>> Begin EXERCISE INPUT

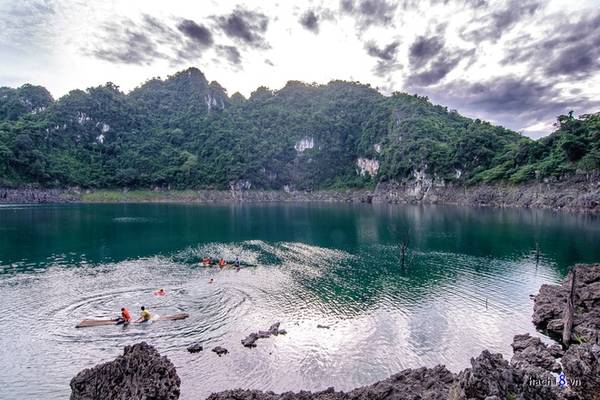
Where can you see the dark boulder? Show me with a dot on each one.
(195, 348)
(492, 377)
(410, 384)
(140, 373)
(582, 367)
(531, 352)
(220, 350)
(250, 340)
(551, 300)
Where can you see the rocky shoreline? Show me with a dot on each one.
(579, 193)
(532, 373)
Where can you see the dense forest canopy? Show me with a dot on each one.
(184, 132)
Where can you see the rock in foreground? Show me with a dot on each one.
(410, 384)
(551, 300)
(140, 373)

>> End EXERCISE INPUT

◆ STATED EXERCISE: Rewrite all of the lines above with "dot" changed to "mark" and everything else kept the same. Leave the pictures out.

◆ SOLUTION BELOW:
Where can you see the dark boulder? Show me with a mark on each one.
(195, 348)
(492, 377)
(410, 384)
(140, 373)
(582, 367)
(531, 352)
(220, 350)
(250, 340)
(551, 300)
Where can you see the rocky shoreline? Show me with a mark on each one.
(579, 193)
(532, 373)
Where can you see the dense forest canopy? Show me with a mark on each one.
(184, 132)
Where can you see the rock in foreground? Show me with a mark on each one.
(410, 384)
(551, 300)
(140, 373)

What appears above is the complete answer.